◆ The problem ◆
Go through the material and copy every line in which "below" appears.

◆ Records provided ◆
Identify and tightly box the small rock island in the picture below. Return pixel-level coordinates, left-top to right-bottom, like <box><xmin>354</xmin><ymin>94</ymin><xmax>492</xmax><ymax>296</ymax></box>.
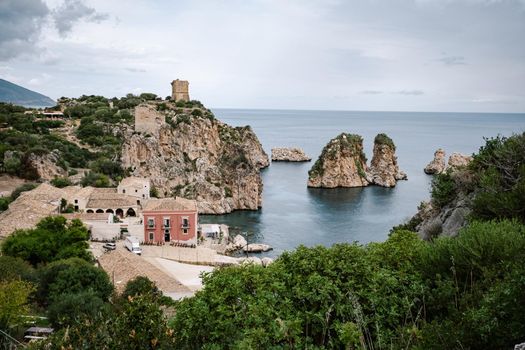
==
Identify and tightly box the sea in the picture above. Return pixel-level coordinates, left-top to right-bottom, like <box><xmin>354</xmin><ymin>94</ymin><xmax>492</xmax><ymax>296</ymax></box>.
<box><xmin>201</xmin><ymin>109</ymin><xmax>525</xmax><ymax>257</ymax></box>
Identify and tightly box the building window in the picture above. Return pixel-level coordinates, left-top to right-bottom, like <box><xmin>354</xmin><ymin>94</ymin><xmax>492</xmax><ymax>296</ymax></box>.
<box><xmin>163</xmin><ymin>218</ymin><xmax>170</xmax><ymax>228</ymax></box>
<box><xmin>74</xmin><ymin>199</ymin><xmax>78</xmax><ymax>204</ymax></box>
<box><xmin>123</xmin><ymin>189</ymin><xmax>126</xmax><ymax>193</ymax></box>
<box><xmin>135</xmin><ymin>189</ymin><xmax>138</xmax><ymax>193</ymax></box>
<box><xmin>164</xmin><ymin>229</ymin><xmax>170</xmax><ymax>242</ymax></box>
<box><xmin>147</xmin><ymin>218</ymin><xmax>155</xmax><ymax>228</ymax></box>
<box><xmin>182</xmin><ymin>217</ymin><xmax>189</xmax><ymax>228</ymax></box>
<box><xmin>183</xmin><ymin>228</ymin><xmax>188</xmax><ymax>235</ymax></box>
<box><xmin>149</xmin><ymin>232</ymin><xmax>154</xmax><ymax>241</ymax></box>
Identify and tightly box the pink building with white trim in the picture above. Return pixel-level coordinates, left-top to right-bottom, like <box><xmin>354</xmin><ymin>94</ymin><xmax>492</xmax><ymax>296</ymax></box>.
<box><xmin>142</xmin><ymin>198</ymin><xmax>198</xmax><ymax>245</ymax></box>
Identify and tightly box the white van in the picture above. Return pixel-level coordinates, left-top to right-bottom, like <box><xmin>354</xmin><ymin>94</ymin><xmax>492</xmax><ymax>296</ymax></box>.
--
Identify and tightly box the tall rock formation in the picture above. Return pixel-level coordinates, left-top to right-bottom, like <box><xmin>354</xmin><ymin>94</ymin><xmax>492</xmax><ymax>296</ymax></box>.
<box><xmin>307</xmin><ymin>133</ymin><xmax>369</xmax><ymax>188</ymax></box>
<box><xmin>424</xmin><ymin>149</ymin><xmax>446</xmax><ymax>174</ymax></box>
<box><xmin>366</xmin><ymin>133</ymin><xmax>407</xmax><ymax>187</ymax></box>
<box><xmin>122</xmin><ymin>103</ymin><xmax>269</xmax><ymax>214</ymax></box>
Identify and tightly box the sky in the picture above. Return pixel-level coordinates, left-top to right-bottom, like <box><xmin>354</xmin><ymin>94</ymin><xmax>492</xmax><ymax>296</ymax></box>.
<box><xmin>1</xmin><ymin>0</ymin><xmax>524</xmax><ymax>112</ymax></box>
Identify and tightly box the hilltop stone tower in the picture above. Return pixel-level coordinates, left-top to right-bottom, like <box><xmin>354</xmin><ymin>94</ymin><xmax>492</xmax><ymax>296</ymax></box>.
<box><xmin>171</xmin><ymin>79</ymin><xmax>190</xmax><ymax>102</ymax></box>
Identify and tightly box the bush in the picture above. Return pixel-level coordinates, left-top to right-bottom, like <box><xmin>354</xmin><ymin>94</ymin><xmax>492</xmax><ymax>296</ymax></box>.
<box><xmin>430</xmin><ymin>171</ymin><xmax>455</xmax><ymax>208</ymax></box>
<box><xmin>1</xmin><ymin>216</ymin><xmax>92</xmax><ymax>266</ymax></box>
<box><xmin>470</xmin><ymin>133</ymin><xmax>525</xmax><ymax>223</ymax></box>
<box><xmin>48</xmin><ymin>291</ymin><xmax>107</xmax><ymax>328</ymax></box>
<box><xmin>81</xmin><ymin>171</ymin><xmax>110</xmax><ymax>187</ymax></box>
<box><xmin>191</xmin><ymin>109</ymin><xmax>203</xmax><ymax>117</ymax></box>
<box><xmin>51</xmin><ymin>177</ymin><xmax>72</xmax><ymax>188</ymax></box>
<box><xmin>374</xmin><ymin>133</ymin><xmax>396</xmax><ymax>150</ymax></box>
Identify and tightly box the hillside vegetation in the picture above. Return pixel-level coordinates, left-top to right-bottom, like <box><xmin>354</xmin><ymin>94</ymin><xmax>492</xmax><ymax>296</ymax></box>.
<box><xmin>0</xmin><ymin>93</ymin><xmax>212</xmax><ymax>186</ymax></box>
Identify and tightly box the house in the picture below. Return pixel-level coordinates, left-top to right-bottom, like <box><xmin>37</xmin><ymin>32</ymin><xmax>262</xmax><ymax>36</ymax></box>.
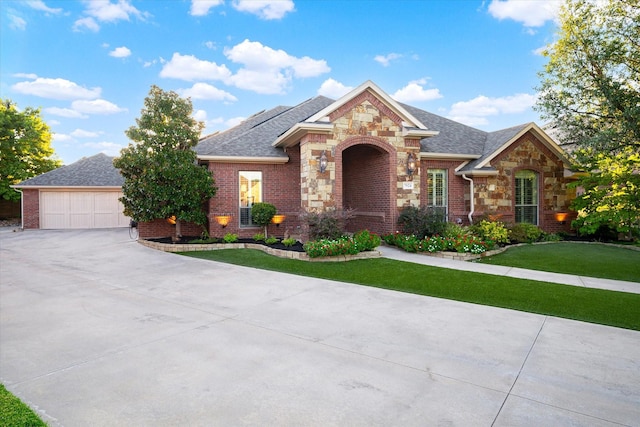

◆ Output of the exercise ◆
Identify and tightly box the small rock island in the picture below. Return pixel-level coordinates, left-top to right-bottom, like <box><xmin>354</xmin><ymin>94</ymin><xmax>492</xmax><ymax>296</ymax></box>.
Identify and tightly box the house in the picture below. Return pixel-level coordinates, left-top to right-bottom, like <box><xmin>37</xmin><ymin>32</ymin><xmax>262</xmax><ymax>36</ymax></box>.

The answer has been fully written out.